## Directions for this task
Reproduce every line in the listing that contains the word "sugar".

## Data provided
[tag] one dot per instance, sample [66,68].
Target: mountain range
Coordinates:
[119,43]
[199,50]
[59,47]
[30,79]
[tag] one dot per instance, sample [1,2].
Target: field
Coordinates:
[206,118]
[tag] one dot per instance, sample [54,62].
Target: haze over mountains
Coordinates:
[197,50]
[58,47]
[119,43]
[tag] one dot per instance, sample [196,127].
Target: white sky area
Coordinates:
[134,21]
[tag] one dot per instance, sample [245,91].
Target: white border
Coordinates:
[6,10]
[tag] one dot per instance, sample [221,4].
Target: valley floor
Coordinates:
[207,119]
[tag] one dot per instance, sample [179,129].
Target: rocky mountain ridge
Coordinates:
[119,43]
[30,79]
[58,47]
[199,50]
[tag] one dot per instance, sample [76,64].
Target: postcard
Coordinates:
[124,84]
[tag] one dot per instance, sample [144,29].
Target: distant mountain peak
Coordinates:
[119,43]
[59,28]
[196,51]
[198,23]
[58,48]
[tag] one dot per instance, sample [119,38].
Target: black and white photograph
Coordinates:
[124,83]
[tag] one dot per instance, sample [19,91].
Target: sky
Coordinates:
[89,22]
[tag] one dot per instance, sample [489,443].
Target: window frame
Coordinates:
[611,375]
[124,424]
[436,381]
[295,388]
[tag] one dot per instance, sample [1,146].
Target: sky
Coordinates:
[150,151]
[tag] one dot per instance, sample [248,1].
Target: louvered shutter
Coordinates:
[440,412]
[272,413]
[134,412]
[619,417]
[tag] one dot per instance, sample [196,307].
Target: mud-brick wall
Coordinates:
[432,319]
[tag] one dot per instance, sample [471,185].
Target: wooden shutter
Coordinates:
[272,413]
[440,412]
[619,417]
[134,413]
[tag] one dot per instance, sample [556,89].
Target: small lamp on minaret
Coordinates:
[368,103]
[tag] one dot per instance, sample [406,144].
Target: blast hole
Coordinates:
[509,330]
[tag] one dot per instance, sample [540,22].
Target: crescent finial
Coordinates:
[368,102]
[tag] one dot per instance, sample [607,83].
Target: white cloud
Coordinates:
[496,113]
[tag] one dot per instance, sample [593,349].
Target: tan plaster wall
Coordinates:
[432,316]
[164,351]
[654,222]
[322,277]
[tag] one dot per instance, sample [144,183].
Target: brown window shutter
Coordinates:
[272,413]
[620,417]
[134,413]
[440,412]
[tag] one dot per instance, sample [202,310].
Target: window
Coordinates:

==

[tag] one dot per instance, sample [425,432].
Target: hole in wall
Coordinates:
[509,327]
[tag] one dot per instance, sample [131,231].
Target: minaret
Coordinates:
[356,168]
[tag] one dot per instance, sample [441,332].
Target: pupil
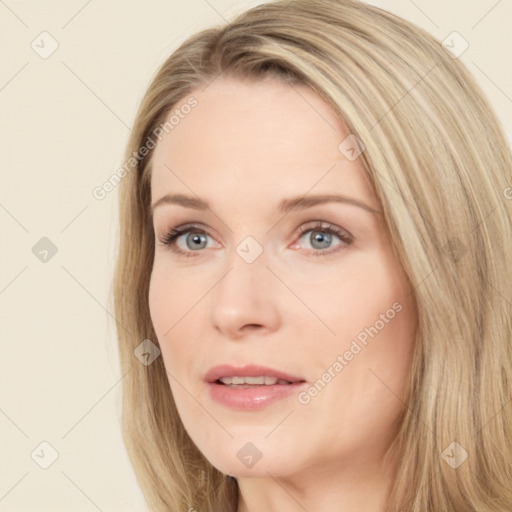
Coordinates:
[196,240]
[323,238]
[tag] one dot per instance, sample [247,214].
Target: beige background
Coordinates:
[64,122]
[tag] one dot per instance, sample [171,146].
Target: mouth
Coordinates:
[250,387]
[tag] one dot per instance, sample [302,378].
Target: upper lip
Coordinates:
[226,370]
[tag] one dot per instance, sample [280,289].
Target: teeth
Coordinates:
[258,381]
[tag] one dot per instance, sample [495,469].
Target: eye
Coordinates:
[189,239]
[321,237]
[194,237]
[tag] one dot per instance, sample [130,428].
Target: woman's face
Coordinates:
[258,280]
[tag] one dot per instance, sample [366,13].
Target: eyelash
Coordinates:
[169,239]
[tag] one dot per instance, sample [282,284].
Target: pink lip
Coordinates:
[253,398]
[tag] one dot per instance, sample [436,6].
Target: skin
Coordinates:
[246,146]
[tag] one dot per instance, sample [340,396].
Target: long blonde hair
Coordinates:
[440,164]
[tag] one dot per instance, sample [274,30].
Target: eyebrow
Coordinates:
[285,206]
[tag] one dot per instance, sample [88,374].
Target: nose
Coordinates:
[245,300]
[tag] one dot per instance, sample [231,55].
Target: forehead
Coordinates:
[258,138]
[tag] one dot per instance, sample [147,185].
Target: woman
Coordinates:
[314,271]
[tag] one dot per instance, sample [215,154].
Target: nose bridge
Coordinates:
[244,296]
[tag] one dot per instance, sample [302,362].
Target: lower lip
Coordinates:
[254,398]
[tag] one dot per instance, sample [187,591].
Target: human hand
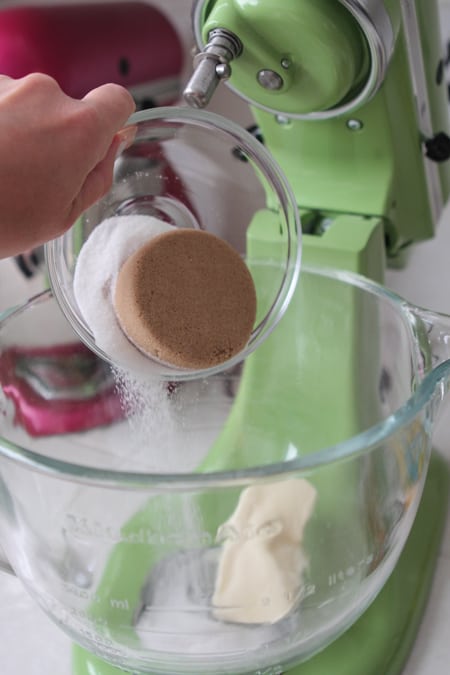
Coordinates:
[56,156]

---

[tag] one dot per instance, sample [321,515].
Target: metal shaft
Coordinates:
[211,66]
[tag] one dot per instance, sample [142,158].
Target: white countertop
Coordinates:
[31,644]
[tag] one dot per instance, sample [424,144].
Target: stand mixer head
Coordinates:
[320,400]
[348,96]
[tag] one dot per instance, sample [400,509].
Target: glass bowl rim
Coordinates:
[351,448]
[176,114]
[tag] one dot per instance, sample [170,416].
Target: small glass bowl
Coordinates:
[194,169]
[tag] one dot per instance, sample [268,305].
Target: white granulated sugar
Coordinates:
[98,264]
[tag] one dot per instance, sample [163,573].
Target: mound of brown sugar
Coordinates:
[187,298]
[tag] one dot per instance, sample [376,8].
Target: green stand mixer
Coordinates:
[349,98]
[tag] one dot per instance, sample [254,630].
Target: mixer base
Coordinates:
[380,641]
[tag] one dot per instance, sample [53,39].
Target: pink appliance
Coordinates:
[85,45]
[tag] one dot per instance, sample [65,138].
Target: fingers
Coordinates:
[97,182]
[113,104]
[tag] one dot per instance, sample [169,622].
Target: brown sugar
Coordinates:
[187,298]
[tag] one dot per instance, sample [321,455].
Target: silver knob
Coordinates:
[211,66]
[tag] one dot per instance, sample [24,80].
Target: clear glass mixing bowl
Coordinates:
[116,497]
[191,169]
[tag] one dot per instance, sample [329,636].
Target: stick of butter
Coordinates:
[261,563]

## The answer
Target: white granulated sugar
Target: mound of brown sugar
Target: brown sugar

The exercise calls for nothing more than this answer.